# [Goal of the exercise]
Only a number is expected here: the count of lines in the data that contain "covered".

# [Exercise materials]
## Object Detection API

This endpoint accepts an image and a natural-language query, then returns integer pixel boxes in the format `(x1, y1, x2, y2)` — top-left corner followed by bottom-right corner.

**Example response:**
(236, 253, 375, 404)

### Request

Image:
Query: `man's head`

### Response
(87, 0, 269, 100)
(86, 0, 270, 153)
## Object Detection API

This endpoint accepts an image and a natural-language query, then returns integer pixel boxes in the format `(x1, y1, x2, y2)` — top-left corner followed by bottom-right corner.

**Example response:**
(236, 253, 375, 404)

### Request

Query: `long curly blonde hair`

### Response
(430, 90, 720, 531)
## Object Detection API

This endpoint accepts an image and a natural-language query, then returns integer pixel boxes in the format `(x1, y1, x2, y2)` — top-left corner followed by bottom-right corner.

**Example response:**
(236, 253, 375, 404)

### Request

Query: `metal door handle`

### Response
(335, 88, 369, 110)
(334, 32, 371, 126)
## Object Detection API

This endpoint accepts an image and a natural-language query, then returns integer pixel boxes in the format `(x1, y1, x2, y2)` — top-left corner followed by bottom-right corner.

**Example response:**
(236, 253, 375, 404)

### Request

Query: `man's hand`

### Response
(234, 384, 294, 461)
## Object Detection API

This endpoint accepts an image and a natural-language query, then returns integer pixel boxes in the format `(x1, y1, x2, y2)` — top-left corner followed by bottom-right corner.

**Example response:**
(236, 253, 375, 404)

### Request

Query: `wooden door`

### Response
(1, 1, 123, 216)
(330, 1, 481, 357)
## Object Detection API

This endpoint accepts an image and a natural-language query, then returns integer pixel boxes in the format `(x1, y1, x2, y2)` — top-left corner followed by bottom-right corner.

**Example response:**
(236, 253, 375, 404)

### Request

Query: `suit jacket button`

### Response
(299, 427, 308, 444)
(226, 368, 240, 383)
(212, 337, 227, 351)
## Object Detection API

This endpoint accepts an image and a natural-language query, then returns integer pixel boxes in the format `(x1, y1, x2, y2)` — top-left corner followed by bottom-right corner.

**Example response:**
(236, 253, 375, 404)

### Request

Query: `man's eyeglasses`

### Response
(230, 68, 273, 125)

...

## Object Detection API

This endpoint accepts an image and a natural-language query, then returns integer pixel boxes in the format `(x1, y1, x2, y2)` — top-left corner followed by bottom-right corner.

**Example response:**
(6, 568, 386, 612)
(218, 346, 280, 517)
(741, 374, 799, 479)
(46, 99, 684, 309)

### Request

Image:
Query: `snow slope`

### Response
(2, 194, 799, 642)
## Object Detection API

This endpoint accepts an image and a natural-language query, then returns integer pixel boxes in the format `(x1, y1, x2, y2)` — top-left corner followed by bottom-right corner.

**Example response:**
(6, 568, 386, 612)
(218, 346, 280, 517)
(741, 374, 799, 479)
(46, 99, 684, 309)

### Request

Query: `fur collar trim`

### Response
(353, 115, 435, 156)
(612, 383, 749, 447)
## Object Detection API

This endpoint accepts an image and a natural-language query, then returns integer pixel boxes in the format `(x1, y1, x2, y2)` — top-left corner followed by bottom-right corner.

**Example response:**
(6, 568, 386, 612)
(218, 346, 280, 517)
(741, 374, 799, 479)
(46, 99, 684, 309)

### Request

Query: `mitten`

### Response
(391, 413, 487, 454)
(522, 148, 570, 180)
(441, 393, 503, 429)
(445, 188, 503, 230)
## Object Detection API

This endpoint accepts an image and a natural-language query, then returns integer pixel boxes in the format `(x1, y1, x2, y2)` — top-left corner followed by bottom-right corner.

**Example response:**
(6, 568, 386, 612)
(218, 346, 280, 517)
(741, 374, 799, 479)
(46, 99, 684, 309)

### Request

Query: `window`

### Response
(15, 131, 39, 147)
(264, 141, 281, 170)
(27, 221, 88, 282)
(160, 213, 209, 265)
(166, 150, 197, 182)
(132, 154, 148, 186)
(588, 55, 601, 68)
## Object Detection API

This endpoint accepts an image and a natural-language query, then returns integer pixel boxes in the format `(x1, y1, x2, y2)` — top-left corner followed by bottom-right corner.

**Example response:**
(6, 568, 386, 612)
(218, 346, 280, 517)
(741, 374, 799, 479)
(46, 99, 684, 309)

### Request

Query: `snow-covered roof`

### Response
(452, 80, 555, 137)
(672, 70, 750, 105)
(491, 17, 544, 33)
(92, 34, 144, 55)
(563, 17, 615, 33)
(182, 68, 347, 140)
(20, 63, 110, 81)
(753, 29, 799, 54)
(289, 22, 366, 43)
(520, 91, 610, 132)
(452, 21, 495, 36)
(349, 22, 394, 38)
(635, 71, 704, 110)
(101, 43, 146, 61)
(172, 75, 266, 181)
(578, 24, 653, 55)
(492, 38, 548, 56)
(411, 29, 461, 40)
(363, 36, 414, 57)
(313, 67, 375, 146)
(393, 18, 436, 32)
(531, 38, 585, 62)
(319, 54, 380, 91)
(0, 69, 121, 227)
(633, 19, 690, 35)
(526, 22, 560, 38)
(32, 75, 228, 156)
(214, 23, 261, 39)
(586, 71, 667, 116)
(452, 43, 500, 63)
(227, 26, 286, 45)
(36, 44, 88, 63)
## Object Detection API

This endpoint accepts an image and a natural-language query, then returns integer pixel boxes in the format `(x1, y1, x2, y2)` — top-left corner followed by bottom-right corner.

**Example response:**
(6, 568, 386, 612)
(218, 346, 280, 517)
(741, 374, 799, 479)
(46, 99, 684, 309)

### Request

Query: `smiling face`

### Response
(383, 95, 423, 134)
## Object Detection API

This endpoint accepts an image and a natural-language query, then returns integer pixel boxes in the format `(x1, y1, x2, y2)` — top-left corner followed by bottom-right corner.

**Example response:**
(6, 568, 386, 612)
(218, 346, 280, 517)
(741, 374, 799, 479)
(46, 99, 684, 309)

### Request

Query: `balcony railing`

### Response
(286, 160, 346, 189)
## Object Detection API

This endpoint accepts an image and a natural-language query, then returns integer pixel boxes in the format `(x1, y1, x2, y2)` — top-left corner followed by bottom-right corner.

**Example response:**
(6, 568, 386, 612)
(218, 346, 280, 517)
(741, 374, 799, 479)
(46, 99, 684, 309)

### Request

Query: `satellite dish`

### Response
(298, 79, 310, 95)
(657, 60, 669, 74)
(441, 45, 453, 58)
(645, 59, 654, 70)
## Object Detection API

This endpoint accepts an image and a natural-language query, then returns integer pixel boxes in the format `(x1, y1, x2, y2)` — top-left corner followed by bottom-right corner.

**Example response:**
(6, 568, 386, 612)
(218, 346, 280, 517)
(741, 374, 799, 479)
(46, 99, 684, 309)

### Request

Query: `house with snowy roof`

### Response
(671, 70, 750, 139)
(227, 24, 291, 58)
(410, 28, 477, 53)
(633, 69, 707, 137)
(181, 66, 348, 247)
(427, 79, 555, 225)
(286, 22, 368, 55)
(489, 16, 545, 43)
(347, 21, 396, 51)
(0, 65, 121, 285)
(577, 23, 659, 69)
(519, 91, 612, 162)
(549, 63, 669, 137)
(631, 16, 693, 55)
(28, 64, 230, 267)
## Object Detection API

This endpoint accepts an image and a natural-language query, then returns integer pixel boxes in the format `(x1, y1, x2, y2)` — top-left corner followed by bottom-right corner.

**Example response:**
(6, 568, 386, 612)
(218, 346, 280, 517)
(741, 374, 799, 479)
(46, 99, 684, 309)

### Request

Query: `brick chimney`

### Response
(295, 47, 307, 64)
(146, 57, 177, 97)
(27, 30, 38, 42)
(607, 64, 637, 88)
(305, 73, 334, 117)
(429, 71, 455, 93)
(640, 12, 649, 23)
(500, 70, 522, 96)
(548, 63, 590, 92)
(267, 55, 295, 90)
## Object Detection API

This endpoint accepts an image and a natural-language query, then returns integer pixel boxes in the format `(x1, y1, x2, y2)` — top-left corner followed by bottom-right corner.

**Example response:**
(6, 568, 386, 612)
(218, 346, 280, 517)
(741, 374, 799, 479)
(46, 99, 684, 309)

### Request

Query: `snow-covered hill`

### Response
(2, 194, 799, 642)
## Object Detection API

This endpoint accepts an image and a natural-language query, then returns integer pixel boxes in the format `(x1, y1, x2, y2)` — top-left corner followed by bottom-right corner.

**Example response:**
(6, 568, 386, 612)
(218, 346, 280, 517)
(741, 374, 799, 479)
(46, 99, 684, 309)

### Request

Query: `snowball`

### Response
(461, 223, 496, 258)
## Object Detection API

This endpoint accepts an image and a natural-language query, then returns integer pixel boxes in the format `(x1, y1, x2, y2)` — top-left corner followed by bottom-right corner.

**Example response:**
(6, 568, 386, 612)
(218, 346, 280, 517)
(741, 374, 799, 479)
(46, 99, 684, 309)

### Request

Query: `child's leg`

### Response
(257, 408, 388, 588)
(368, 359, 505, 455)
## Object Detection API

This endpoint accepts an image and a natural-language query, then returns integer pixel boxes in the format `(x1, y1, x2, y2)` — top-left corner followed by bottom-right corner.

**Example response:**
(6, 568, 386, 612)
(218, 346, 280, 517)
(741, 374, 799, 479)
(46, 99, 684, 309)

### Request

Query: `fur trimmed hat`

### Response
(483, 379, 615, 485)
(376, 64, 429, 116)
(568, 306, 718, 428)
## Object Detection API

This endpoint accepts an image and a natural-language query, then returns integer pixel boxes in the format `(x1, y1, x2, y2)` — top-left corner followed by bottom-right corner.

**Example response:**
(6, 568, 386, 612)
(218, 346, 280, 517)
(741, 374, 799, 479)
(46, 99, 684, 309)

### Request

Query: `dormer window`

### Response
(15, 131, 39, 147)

# [Response area]
2